### Task objective
Copy the listing below word for word from start to finish, leaving out the picture.

### Input
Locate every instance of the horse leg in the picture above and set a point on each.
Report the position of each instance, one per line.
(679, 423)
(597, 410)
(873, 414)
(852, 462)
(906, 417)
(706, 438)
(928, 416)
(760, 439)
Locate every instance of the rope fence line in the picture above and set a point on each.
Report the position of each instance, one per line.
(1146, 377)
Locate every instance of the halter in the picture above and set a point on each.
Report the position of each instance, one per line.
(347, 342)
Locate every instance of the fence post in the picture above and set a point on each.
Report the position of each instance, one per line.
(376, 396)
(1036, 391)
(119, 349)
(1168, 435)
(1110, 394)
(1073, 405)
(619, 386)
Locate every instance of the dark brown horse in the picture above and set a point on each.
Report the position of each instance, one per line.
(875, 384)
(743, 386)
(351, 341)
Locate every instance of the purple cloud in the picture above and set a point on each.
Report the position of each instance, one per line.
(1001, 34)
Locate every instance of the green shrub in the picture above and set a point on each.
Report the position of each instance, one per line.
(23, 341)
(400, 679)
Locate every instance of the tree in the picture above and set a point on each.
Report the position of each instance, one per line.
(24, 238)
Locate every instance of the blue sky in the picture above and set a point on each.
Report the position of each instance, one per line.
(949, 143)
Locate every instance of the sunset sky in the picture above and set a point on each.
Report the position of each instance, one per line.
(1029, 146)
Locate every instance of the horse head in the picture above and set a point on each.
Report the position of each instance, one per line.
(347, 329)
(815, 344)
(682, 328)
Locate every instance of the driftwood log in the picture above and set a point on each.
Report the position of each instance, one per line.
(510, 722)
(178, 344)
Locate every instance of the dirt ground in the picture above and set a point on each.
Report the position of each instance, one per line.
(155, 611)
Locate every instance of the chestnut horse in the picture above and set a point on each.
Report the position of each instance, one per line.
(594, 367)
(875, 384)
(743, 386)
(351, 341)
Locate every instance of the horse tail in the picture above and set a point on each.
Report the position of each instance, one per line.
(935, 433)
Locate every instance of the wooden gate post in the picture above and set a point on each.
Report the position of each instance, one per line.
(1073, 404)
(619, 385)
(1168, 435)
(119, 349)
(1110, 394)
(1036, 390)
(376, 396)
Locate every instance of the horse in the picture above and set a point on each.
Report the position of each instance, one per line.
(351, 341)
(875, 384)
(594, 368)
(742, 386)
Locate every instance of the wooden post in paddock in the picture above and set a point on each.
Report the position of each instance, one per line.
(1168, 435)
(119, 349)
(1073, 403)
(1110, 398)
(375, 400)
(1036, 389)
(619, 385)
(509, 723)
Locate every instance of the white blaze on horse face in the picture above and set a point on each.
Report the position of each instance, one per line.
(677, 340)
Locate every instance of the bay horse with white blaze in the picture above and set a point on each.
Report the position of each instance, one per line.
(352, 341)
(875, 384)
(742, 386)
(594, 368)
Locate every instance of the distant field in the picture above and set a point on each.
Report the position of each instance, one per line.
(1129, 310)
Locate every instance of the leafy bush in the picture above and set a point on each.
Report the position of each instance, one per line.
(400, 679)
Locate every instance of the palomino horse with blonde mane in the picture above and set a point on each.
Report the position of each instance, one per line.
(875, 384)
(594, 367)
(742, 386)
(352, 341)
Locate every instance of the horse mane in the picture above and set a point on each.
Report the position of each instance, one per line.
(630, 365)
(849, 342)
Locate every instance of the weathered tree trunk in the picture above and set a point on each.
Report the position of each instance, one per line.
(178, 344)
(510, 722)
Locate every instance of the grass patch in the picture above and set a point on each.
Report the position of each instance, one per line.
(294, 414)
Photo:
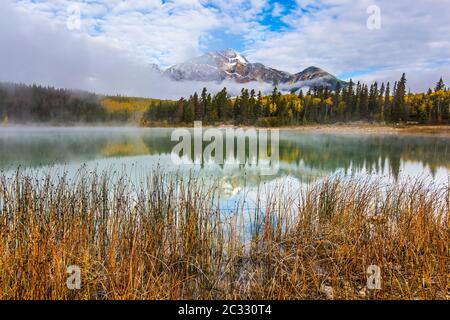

### Result of this exercise
Locate every instance of the horse leg in the picture above and set a point on each.
Report the position of each instance, one per line.
(679, 423)
(597, 410)
(873, 414)
(852, 462)
(906, 417)
(706, 438)
(928, 416)
(760, 439)
Locate every instance of the rope fence line in the picture above and set a point on each.
Report the position of each instance, one per line.
(1146, 377)
Locate every instance of the halter in the picture above and set a point on each.
Report the position of each instance, one per line.
(347, 342)
Locate every instance of the fence post in the picture above and set a point on each.
Report the position of each instance, one per line.
(376, 396)
(1036, 391)
(119, 349)
(1168, 435)
(1110, 394)
(1073, 405)
(619, 386)
Locate every instance of the dark brown horse in the picture above and set a point on each.
Report the position of each instance, one per line.
(875, 384)
(743, 386)
(351, 341)
Locate every instance of the purple cloud in the picture above and set a point on each.
Report the position of each instance, one per line.
(1001, 34)
Locate every instance of the green shrub in the picture above and set a point on each.
Report the position of each instance, one per line.
(23, 341)
(400, 679)
Locate every instance of the tree in the picture above and set a point on each.
Report the position of each instance, one per line.
(24, 238)
Locate every instance of the blue sky in the picture above and set a point on each.
Report the position of each instance, one per line.
(949, 143)
Locate every instance of the sunset sky in the picture above and set a point on each.
Report the position of each instance, one per line.
(1029, 146)
Locate every instance of the horse head in the picture above and set a point on each.
Report the position of each instance, one per line.
(347, 329)
(815, 344)
(682, 328)
Locate every instance of the driftwood log in the picture above and set a point on each.
Report the position of each instance, one per line.
(510, 722)
(178, 344)
Locate every instance of the dirt ground in the picture above and set a point on each.
Report the position of each instance, one per line.
(155, 611)
Locate every instance of the chestnut horse in the picture above and set a point on each.
Report the position of each instance, one per line.
(594, 367)
(875, 384)
(743, 386)
(351, 341)
Locate every instance of the horse tail in the picture above and set a point on each.
Report the position of each instance, one per line.
(935, 433)
Locate every instance of the wooden gate post in the picture above and set a point on each.
Report the position of each instance, one per line.
(1073, 404)
(619, 385)
(1168, 435)
(119, 349)
(1110, 394)
(1036, 390)
(376, 396)
Locate every instance of the horse in the picture above and set a point on each.
Report the position of each instance, one per line.
(351, 341)
(875, 384)
(594, 368)
(742, 386)
Locate every instance of the wooden post in paddock in the picture above and set a point on each.
Report the position of each instance, one per line.
(1168, 435)
(119, 349)
(1073, 403)
(1110, 398)
(375, 400)
(1036, 389)
(619, 385)
(509, 723)
Locate every instance of the white blaze on horse face in the picture above and set a point on each.
Report the position of each instance, one per line.
(677, 340)
Locate every instance of the bay horse with white blaze in the picture above and set a point on each.
Report the position of each instance, one per line.
(352, 341)
(875, 384)
(742, 386)
(594, 368)
Locate every instance of the distant field in the picture above and set a point on each.
Report the position of each instance, one per line.
(1129, 310)
Locate every instance of the leafy bush in the picture above and set a point on each.
Report the position of each instance, one per line.
(400, 679)
Locate every instance of the palomino horse with blonde mane in the picture above and set a point on each.
Report the position of each instance, one per line.
(875, 384)
(594, 367)
(742, 386)
(352, 341)
Locate every instance of the horse mane in the picture above and set a point on each.
Report the position of each instance, one per line.
(630, 365)
(849, 342)
Locate every instance of the weathered tree trunk in the picture above and set a point on each.
Report the position of each instance, one per line.
(178, 344)
(510, 722)
Locate every instance of the grass patch in the picture above and set a point on each.
Report the position of each instance, one per line.
(294, 414)
Photo:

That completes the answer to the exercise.